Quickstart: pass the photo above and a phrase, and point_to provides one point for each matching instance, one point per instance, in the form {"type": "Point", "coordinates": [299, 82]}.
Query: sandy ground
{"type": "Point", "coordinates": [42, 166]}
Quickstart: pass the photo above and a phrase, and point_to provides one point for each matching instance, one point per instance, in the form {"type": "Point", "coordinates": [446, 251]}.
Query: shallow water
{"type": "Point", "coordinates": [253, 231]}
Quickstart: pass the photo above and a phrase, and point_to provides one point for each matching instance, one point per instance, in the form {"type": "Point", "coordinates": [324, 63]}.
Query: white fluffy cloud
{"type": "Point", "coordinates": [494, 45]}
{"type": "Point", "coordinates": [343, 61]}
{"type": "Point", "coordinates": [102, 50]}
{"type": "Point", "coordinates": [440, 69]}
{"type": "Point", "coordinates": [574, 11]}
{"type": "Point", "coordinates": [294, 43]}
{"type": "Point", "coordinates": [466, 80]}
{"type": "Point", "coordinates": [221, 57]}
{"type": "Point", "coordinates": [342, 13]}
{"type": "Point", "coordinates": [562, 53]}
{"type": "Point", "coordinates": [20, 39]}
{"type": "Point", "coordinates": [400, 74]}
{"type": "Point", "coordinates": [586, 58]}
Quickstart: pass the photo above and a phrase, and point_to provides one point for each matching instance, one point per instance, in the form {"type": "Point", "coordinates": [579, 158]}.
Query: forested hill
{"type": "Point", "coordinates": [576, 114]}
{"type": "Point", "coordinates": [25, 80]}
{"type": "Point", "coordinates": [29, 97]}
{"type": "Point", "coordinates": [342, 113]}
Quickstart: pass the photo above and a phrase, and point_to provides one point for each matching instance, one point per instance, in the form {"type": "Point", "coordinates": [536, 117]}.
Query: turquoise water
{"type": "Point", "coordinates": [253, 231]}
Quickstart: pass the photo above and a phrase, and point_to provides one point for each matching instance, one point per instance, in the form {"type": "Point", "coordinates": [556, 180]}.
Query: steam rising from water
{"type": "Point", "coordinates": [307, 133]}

○ ○ ○ ○

• Work to be completed
Reprint every entry exactly.

• Written answer
Quickstart: pass the photo above and a phrase, and point_to provides one point for each matching instance, one point per instance, in the form {"type": "Point", "coordinates": [299, 82]}.
Query: sandy ground
{"type": "Point", "coordinates": [42, 166]}
Quickstart: pass the photo above and a phrase, and point_to provides one point for each matching instance, one point per instance, in the form {"type": "Point", "coordinates": [446, 251]}.
Query: shallow water
{"type": "Point", "coordinates": [253, 231]}
Quickstart: pass the photo above and a phrase, and point_to provides one point for each matching instance, one point per instance, in the form {"type": "Point", "coordinates": [324, 63]}.
Query: white fluffy cloud
{"type": "Point", "coordinates": [494, 45]}
{"type": "Point", "coordinates": [343, 61]}
{"type": "Point", "coordinates": [102, 50]}
{"type": "Point", "coordinates": [440, 69]}
{"type": "Point", "coordinates": [574, 11]}
{"type": "Point", "coordinates": [294, 43]}
{"type": "Point", "coordinates": [466, 80]}
{"type": "Point", "coordinates": [221, 57]}
{"type": "Point", "coordinates": [342, 13]}
{"type": "Point", "coordinates": [562, 53]}
{"type": "Point", "coordinates": [20, 39]}
{"type": "Point", "coordinates": [400, 74]}
{"type": "Point", "coordinates": [586, 58]}
Quickstart: pass the photo above and a phrase, and point_to provides one point for each matching instance, one point per instance, in the form {"type": "Point", "coordinates": [579, 158]}.
Query: forested hill
{"type": "Point", "coordinates": [576, 114]}
{"type": "Point", "coordinates": [25, 80]}
{"type": "Point", "coordinates": [29, 97]}
{"type": "Point", "coordinates": [342, 113]}
Quickstart: pass the photo above and a phrase, and point_to provides one point for each matching instance, one point per instance, in the form {"type": "Point", "coordinates": [536, 117]}.
Query: turquoise water
{"type": "Point", "coordinates": [253, 231]}
Quickstart: pass the photo above and a phrase, and point_to provides one point for each matching instance, one point per instance, in the form {"type": "Point", "coordinates": [556, 180]}.
Query: steam rising from water
{"type": "Point", "coordinates": [307, 133]}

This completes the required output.